# What is expected
Copy all of the material below exactly.

# Input material
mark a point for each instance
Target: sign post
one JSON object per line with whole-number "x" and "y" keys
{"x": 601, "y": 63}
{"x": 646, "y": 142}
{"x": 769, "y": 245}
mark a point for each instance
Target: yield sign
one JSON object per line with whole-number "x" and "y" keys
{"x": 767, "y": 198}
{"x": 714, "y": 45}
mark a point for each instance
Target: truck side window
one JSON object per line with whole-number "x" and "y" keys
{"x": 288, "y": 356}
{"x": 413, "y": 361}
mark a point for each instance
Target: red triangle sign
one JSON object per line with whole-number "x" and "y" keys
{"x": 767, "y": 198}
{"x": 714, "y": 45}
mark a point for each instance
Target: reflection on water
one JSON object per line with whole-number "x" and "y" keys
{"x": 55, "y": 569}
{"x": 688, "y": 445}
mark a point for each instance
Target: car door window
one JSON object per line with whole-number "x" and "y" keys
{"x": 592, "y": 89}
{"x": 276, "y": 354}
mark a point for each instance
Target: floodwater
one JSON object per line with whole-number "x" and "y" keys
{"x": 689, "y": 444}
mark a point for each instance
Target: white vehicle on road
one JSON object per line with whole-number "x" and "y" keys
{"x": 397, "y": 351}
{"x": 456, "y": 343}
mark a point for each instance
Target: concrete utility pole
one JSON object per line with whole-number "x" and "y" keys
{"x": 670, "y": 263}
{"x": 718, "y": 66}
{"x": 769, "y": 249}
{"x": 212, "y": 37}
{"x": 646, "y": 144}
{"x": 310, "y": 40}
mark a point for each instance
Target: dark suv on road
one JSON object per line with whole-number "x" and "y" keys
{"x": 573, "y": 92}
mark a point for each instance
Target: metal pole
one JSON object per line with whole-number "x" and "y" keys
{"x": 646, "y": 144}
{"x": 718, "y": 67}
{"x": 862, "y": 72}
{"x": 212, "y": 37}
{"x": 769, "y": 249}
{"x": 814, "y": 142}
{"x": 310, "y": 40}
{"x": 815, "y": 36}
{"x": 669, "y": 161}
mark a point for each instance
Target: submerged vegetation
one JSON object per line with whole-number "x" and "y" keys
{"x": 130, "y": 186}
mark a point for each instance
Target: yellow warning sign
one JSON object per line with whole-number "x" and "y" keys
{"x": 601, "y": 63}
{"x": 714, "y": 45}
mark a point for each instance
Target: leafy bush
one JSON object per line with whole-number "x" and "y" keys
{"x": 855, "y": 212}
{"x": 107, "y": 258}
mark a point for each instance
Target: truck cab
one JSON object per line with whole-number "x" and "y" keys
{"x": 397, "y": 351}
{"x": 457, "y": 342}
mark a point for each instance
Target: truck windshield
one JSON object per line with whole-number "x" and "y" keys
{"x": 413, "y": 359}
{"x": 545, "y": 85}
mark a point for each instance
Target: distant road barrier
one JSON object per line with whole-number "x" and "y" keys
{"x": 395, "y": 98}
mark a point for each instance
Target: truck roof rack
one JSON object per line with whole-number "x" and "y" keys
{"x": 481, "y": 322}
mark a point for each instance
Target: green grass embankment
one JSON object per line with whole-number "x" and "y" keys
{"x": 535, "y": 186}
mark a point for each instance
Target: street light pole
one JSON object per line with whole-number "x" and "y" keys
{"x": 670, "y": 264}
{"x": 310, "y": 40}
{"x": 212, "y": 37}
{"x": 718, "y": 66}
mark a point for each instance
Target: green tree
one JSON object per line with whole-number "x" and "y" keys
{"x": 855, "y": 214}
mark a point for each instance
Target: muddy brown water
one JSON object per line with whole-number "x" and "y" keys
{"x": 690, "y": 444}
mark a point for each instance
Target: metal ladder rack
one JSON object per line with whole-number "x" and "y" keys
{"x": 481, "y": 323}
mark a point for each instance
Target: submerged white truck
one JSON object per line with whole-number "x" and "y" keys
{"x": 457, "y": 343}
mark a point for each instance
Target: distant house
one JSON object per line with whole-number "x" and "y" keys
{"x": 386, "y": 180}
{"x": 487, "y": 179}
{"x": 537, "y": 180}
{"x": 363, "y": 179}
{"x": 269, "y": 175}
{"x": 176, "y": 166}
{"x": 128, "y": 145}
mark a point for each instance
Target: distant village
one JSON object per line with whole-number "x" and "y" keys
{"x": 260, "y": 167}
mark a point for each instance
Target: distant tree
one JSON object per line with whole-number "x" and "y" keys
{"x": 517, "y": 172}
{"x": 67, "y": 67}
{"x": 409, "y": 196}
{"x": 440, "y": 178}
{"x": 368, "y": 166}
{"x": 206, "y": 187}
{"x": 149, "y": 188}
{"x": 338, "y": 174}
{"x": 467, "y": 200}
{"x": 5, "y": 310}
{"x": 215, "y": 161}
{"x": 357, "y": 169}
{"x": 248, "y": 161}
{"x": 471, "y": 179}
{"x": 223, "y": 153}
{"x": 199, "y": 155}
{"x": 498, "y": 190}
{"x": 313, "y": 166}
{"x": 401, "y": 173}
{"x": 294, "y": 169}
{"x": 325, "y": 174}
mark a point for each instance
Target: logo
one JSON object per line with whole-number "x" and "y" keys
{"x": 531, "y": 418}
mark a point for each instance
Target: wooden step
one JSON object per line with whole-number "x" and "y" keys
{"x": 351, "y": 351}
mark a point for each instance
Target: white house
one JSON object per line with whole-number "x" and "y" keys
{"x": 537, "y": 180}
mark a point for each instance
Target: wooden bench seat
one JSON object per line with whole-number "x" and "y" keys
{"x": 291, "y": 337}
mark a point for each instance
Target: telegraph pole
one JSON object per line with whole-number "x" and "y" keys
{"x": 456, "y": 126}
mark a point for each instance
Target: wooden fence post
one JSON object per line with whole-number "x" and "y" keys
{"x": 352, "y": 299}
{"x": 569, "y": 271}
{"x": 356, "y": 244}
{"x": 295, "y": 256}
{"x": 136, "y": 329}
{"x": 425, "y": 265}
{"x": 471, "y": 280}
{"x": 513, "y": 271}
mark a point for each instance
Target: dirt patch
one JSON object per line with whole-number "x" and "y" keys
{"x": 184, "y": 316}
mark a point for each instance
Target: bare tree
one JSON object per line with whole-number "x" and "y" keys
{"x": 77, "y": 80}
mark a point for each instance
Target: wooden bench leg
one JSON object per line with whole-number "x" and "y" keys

# Answer for the task
mark a point for each instance
Target: sign post
one JSON object per line with whole-number "x" and "y" keys
{"x": 601, "y": 63}
{"x": 646, "y": 142}
{"x": 769, "y": 245}
mark a point for each instance
Target: yield sign
one JSON object per line with whole-number "x" and "y" keys
{"x": 767, "y": 198}
{"x": 714, "y": 45}
mark a point for each instance
Target: truck side window
one JSON object per line with whole-number "x" and "y" keys
{"x": 288, "y": 356}
{"x": 413, "y": 361}
mark a point for each instance
Target: red triangle sign
one JSON object per line with whole-number "x" and "y" keys
{"x": 767, "y": 198}
{"x": 714, "y": 45}
mark a point for each instance
Target: reflection on water
one JSON object per line with whole-number "x" and "y" keys
{"x": 55, "y": 569}
{"x": 688, "y": 445}
mark a point for each instance
Target: car door window
one JSON object per line with whole-number "x" and "y" keys
{"x": 592, "y": 89}
{"x": 276, "y": 354}
mark a point for each instance
Target: floodwater
one JSON object per line with whole-number "x" and "y" keys
{"x": 689, "y": 444}
mark a point for each instance
Target: white vehicle on road
one JSON object per line with whole-number "x" and "y" keys
{"x": 397, "y": 351}
{"x": 456, "y": 343}
mark a point for each instance
Target: concrete utility pole
one JSON object per line with whole-number "x" and "y" keys
{"x": 670, "y": 263}
{"x": 718, "y": 66}
{"x": 769, "y": 249}
{"x": 212, "y": 37}
{"x": 646, "y": 144}
{"x": 310, "y": 40}
mark a point for each instance
Target: dark suv on road
one JSON object per line with whole-number "x" and "y" keys
{"x": 573, "y": 92}
mark a point for each instance
Target: metal pole
one JSON object per line with whole-number "x" and "y" keys
{"x": 646, "y": 144}
{"x": 718, "y": 67}
{"x": 862, "y": 72}
{"x": 212, "y": 37}
{"x": 769, "y": 249}
{"x": 814, "y": 142}
{"x": 310, "y": 40}
{"x": 815, "y": 36}
{"x": 669, "y": 161}
mark a point for each instance
Target: submerged vegetation
one JSON object per line with whole-number "x" and "y" keys
{"x": 130, "y": 186}
mark a point for each instance
Target: yellow warning sign
one JSON object per line with whole-number "x" and "y" keys
{"x": 601, "y": 63}
{"x": 714, "y": 45}
mark a point for each instance
Target: leafy bush
one JSON object per line with whole-number "x" and "y" keys
{"x": 855, "y": 212}
{"x": 107, "y": 258}
mark a point for each instance
Target: truck cab
one JSON object per line with whole-number "x" and "y" keys
{"x": 397, "y": 351}
{"x": 457, "y": 342}
mark a point for each instance
Target: truck windshield
one JSON object per line with whole-number "x" and "y" keys
{"x": 413, "y": 359}
{"x": 545, "y": 85}
mark a point for each instance
Target: distant road barrier
one JSON object per line with whole-number "x" and "y" keys
{"x": 395, "y": 98}
mark a point for each instance
Target: truck roof rack
one JSON object per line with whole-number "x" and "y" keys
{"x": 481, "y": 322}
mark a point for each instance
Target: green grass embankment
one JSON object per line with whole-number "x" and "y" keys
{"x": 535, "y": 186}
mark a point for each instance
Target: street light pole
one JSON object per line with whole-number "x" and "y" keys
{"x": 670, "y": 264}
{"x": 310, "y": 40}
{"x": 212, "y": 37}
{"x": 718, "y": 66}
mark a point for each instance
Target: green tree
one JSON object per line with whole-number "x" and "y" keys
{"x": 855, "y": 214}
mark a point for each instance
Target: muddy brown water
one JSON object per line with whole-number "x" and "y" keys
{"x": 690, "y": 444}
mark a point for each instance
Target: metal ladder rack
one JSON object per line with whole-number "x" and "y" keys
{"x": 481, "y": 323}
mark a point for each instance
Target: submerged white truck
one JSON object per line with whole-number "x" and "y" keys
{"x": 457, "y": 343}
mark a point for each instance
Target: distant house
one JSON object per line with whole-number "x" and "y" keys
{"x": 386, "y": 180}
{"x": 487, "y": 179}
{"x": 537, "y": 180}
{"x": 363, "y": 179}
{"x": 269, "y": 175}
{"x": 176, "y": 166}
{"x": 128, "y": 145}
mark a point for each instance
Target: distant village
one JSON object per line with whole-number "x" and "y" keys
{"x": 260, "y": 167}
mark a point for each instance
Target: distant tree
one JSON object per line with whole-number "x" and "y" keys
{"x": 517, "y": 172}
{"x": 67, "y": 67}
{"x": 409, "y": 196}
{"x": 440, "y": 178}
{"x": 368, "y": 166}
{"x": 206, "y": 187}
{"x": 149, "y": 188}
{"x": 338, "y": 174}
{"x": 467, "y": 200}
{"x": 5, "y": 310}
{"x": 215, "y": 161}
{"x": 357, "y": 169}
{"x": 248, "y": 161}
{"x": 471, "y": 179}
{"x": 223, "y": 153}
{"x": 199, "y": 155}
{"x": 498, "y": 190}
{"x": 313, "y": 166}
{"x": 401, "y": 173}
{"x": 294, "y": 169}
{"x": 325, "y": 174}
mark a point for each instance
Target: logo
one JSON object per line with whole-number "x" and "y" keys
{"x": 531, "y": 418}
mark a point for each instance
Target: wooden step
one JSON object per line with whole-number "x" and "y" keys
{"x": 351, "y": 351}
mark a point for each instance
Target: white house
one JSON object per line with whole-number "x" and "y" keys
{"x": 537, "y": 180}
mark a point for each instance
Target: wooden bench seat
one JSON object per line with whole-number "x" and "y" keys
{"x": 291, "y": 337}
mark a point for each instance
Target: telegraph pole
one JSON object per line with whole-number "x" and "y" keys
{"x": 456, "y": 126}
mark a point for each instance
Target: wooden fence post
one JSON object per line with whole-number "x" and "y" keys
{"x": 352, "y": 299}
{"x": 569, "y": 271}
{"x": 356, "y": 244}
{"x": 295, "y": 256}
{"x": 136, "y": 329}
{"x": 425, "y": 265}
{"x": 471, "y": 280}
{"x": 513, "y": 271}
mark a point for each instance
Target: dirt patch
one JSON object per line with whole-number "x" and "y" keys
{"x": 184, "y": 316}
mark a point for each instance
Target: bare tree
one JSON object per line with whole-number "x" and "y" keys
{"x": 77, "y": 80}
mark a point for each instance
Target: wooden bench leg
one JSON object per line with whole-number "x" and "y" keys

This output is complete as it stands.